**Supplied information:**
====

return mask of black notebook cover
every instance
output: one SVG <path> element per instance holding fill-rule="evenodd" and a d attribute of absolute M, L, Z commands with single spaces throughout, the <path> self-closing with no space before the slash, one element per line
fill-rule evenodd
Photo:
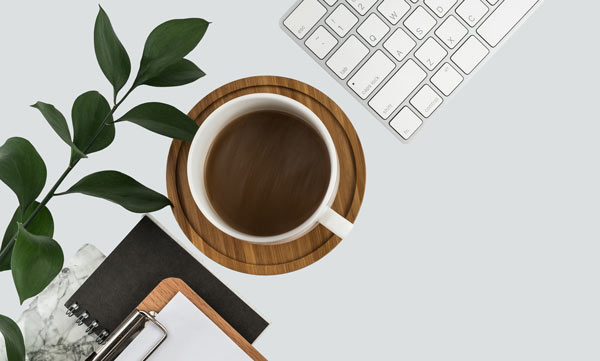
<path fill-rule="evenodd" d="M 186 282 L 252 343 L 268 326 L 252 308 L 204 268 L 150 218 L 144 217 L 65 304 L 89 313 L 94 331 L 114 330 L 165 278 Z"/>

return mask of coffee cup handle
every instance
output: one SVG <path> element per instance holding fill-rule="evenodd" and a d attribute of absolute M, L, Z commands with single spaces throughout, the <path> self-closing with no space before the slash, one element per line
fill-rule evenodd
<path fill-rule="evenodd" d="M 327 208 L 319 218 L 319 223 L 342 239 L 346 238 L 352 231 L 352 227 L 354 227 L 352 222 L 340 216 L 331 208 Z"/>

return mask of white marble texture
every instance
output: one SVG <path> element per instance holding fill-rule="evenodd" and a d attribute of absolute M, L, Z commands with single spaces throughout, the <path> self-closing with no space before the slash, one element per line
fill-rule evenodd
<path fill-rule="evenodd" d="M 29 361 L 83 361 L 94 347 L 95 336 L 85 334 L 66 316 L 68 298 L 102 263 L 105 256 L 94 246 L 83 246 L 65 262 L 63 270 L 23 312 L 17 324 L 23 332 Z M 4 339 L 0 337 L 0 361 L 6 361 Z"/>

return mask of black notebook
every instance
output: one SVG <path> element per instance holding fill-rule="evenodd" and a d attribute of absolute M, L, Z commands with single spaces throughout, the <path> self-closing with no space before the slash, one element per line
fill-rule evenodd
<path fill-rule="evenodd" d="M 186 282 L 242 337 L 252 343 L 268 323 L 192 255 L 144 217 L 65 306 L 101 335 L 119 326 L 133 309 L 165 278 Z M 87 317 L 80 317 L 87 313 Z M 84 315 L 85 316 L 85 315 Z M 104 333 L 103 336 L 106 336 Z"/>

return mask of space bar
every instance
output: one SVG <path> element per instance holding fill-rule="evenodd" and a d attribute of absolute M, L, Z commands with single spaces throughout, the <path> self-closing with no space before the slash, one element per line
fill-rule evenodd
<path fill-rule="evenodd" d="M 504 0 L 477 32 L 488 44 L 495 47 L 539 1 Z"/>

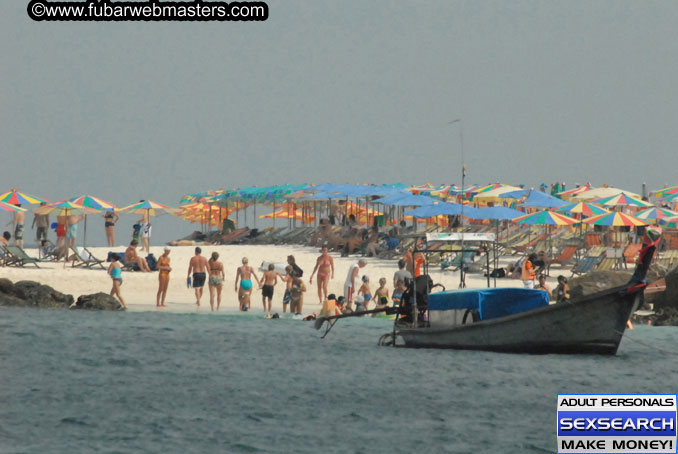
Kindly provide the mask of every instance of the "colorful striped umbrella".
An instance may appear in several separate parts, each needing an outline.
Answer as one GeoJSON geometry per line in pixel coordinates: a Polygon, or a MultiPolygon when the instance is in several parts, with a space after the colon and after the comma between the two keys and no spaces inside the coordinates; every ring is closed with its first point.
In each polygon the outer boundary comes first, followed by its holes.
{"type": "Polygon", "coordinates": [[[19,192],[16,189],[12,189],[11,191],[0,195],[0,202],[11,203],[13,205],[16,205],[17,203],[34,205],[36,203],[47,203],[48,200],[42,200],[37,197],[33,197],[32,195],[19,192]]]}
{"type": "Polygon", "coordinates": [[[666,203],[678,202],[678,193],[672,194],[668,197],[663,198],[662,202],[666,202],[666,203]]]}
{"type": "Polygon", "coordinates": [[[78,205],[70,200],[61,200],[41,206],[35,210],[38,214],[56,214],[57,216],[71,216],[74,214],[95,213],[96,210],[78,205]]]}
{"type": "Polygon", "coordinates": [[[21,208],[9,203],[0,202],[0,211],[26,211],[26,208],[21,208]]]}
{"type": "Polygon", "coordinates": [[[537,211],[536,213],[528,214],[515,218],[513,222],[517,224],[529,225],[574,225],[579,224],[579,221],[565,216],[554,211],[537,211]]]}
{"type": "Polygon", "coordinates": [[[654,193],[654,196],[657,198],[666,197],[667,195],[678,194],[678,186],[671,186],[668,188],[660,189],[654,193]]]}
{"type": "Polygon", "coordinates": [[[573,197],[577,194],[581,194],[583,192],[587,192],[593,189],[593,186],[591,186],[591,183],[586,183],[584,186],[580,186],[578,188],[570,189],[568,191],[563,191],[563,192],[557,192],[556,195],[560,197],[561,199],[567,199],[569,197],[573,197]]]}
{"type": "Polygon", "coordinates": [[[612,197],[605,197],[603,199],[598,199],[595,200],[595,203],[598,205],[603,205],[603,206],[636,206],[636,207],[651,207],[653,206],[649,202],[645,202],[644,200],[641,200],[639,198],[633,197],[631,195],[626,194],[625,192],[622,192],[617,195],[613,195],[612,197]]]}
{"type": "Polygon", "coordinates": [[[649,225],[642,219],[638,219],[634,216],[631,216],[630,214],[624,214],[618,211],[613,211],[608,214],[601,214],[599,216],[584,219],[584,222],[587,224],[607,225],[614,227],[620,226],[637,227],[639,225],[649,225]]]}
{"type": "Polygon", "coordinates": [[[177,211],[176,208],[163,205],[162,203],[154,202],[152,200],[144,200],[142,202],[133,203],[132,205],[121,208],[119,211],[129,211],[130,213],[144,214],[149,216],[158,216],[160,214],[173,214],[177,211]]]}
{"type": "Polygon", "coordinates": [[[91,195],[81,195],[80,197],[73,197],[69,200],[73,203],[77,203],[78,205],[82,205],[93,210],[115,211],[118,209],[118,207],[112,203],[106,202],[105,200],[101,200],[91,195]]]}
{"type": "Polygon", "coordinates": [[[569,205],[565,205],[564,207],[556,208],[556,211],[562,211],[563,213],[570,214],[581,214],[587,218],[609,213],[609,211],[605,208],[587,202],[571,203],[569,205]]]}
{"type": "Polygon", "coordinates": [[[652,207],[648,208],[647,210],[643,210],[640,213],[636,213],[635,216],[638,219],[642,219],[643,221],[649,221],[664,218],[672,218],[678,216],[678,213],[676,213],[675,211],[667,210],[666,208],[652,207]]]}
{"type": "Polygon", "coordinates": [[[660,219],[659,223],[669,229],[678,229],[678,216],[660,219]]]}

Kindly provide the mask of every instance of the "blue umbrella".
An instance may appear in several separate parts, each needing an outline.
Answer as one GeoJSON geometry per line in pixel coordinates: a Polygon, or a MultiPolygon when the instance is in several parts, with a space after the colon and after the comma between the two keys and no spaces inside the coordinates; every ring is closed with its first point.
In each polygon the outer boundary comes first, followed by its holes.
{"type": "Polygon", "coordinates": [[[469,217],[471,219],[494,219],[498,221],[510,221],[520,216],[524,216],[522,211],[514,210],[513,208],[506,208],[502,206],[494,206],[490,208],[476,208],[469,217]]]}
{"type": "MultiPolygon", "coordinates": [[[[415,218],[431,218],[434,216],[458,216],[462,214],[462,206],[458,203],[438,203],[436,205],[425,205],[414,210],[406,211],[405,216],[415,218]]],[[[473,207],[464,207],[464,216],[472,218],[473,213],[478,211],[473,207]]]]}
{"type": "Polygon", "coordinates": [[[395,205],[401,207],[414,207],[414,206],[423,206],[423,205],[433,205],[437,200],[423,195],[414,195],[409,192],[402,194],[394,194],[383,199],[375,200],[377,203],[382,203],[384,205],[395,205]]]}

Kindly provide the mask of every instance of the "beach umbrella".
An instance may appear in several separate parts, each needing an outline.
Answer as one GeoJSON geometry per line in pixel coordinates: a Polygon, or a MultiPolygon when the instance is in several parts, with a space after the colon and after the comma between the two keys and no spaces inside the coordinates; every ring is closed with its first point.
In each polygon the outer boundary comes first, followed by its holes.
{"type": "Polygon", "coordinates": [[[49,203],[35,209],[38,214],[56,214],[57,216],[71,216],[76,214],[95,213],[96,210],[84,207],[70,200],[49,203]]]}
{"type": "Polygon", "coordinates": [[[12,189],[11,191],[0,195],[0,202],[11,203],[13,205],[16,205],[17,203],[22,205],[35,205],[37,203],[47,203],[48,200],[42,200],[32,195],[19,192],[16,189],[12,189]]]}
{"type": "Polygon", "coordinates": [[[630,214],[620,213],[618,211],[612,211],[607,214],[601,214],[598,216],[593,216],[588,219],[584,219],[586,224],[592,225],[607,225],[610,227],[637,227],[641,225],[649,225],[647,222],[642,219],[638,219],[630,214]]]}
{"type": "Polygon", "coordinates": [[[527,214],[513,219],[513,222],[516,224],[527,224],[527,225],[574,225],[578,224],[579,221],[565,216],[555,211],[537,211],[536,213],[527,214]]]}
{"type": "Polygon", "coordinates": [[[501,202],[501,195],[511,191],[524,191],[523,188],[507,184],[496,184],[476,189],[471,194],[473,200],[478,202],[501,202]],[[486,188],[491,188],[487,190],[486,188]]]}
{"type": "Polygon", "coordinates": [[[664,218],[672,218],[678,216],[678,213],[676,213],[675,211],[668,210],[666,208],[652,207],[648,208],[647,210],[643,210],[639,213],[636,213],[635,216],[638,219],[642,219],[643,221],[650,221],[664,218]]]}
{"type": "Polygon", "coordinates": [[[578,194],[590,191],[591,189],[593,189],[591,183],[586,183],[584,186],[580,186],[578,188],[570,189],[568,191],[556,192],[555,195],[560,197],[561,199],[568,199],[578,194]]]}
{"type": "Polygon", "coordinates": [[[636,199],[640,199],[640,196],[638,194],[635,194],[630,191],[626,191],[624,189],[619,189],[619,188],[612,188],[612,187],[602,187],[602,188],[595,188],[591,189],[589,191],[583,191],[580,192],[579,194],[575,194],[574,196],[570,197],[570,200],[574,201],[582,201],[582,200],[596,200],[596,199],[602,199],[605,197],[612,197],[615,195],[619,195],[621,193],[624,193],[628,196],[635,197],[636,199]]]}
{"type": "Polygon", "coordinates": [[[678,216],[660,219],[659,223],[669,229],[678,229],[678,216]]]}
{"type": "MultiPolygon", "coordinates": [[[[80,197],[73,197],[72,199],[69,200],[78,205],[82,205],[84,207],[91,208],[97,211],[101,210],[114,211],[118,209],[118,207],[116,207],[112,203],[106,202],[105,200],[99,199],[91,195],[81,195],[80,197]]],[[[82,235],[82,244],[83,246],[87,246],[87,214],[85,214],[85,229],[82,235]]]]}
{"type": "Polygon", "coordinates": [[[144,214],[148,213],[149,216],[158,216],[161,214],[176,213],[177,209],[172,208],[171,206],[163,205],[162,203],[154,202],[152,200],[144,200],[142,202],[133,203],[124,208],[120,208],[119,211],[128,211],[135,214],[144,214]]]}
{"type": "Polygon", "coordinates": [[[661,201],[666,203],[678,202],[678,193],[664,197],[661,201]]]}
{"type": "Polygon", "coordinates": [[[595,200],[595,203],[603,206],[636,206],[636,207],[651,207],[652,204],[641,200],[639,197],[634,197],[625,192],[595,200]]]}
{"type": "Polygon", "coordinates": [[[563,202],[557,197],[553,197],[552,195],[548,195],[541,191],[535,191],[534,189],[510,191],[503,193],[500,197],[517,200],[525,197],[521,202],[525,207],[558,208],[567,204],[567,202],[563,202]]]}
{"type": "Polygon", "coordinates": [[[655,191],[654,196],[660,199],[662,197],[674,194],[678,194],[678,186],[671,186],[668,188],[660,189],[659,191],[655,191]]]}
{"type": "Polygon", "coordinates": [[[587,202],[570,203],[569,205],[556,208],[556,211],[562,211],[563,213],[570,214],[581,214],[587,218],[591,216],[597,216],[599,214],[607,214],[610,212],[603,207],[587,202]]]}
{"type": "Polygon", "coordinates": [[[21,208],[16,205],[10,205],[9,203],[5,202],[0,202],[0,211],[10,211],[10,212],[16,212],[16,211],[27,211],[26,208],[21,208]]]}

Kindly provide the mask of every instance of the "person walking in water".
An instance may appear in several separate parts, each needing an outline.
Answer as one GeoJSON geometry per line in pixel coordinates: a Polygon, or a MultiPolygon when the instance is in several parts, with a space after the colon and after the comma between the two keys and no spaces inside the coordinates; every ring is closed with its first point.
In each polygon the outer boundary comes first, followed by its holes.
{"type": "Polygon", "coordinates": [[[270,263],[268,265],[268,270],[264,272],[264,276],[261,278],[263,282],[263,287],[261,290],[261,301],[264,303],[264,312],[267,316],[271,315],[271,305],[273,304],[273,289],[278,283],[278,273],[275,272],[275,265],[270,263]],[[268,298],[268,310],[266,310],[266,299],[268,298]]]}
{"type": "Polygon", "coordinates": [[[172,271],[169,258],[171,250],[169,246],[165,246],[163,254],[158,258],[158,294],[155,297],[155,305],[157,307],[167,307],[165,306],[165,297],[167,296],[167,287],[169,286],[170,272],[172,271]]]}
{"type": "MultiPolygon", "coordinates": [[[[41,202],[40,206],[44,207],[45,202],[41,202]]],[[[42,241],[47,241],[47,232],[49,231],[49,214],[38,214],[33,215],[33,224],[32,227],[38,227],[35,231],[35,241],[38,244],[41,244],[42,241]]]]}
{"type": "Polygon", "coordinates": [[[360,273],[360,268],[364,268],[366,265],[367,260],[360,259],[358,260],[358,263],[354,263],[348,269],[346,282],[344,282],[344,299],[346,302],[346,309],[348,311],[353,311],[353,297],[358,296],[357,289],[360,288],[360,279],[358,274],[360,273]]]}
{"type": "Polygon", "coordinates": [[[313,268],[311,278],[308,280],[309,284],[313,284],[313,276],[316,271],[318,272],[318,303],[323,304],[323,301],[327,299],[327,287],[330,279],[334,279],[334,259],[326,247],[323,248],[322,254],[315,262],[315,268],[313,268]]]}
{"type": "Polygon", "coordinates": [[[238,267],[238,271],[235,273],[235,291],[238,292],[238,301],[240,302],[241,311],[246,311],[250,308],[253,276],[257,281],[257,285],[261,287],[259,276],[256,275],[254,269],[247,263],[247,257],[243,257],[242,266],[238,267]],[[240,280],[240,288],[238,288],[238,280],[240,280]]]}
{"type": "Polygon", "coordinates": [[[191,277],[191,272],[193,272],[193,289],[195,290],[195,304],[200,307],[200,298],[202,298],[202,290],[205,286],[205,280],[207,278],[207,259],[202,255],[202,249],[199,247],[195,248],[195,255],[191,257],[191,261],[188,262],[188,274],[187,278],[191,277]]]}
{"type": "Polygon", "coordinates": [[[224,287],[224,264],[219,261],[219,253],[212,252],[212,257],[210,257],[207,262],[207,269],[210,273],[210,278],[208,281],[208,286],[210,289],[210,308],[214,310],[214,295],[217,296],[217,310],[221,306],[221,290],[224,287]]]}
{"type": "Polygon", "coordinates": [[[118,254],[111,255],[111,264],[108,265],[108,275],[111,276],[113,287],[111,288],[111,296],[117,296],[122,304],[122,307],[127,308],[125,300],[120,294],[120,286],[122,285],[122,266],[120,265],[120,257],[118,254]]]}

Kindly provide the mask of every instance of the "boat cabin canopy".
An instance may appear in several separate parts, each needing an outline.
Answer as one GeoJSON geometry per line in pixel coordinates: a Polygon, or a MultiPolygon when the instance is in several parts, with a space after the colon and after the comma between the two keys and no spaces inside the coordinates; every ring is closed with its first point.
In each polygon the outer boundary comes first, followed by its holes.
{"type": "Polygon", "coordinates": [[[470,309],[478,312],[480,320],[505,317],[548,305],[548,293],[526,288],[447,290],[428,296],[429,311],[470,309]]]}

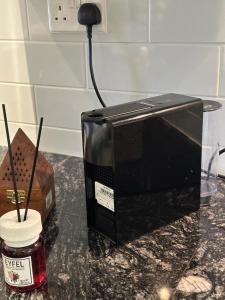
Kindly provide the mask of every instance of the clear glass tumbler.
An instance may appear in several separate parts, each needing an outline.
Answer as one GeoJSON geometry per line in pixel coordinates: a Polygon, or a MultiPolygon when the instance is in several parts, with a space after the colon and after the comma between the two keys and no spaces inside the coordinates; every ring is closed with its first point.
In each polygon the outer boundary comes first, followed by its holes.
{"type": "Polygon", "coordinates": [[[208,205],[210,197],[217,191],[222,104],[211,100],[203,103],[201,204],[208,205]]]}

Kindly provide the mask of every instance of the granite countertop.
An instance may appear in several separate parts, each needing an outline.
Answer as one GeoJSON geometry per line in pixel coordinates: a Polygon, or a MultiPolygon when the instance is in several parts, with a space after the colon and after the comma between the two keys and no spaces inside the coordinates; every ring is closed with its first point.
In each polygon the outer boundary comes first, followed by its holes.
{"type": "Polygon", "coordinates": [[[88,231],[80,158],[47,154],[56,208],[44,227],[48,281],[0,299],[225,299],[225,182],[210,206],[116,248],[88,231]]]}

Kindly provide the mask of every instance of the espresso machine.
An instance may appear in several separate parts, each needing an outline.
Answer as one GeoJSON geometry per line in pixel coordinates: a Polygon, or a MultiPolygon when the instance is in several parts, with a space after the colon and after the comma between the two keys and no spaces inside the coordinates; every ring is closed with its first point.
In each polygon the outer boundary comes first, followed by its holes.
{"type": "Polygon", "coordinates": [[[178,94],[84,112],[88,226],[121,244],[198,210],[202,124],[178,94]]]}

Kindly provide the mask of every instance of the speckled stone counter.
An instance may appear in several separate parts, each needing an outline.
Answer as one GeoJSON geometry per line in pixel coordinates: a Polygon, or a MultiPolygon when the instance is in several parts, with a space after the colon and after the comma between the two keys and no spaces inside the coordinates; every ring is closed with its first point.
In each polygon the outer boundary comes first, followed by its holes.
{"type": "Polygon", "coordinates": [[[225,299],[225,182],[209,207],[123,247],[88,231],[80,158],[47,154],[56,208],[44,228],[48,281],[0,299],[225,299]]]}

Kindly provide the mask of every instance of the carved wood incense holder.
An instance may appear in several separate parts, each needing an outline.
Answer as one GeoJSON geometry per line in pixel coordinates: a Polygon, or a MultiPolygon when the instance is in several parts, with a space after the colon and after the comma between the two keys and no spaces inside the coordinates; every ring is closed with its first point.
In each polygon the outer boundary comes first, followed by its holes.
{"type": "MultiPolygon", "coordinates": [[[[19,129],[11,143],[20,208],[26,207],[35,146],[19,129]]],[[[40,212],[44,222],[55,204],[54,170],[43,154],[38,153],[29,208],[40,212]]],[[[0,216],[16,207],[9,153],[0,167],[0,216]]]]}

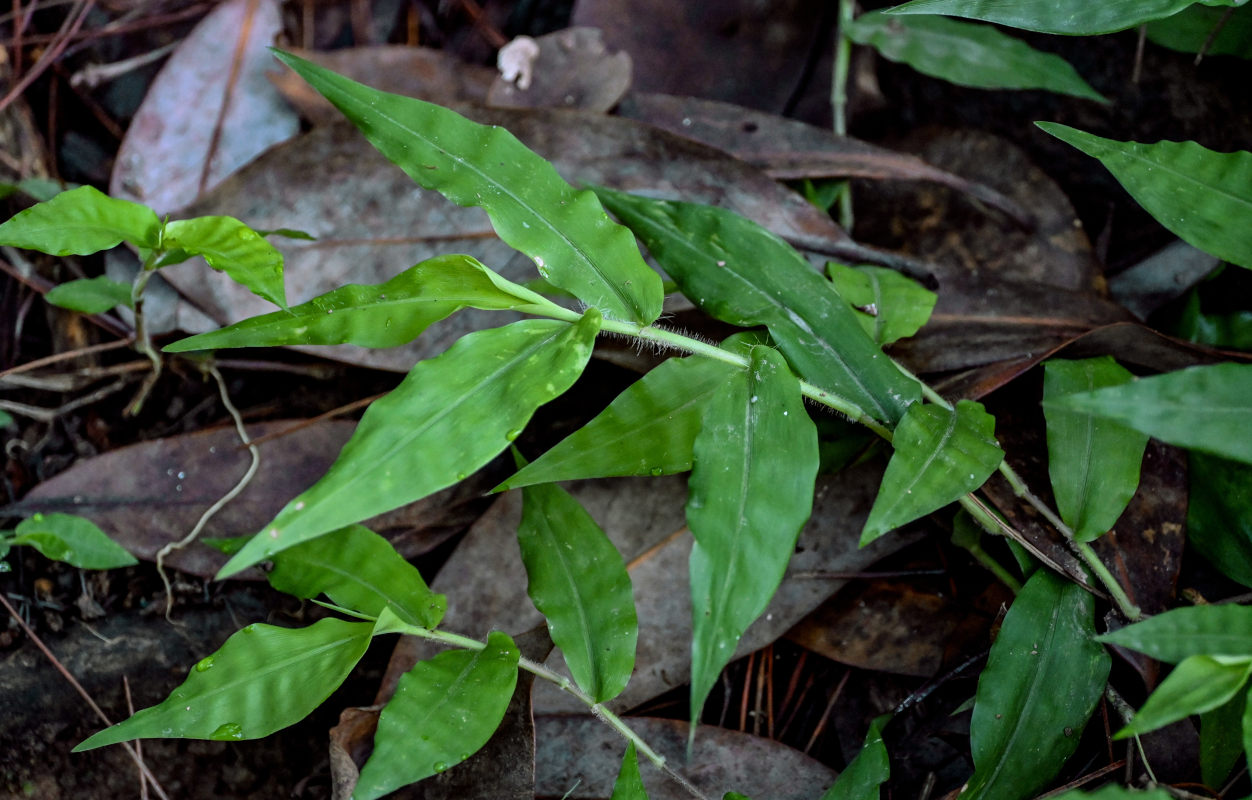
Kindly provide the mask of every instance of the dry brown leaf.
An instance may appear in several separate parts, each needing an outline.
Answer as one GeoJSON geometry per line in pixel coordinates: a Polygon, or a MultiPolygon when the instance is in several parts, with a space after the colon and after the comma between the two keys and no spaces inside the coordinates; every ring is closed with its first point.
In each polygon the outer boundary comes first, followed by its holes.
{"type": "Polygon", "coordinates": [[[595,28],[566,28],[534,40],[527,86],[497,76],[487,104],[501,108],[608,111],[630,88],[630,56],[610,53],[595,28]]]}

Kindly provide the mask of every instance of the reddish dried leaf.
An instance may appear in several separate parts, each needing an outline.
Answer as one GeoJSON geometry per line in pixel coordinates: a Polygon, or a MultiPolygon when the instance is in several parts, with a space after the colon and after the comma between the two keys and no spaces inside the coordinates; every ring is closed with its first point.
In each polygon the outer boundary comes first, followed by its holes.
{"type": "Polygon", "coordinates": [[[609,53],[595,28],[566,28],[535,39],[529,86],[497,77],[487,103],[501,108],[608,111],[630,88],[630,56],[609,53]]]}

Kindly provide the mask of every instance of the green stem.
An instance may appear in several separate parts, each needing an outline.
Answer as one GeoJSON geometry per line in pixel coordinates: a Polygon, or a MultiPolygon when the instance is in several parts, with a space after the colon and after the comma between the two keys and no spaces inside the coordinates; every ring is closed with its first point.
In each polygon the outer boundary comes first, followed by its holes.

====

**Task:**
Scan the records above for the string "leaf", and copy every line where it turns up.

**Answer space:**
Kindly provide the mask of every instance of the dry brown leaf.
Kindly provide the mask of every instance of the reddish dried leaf.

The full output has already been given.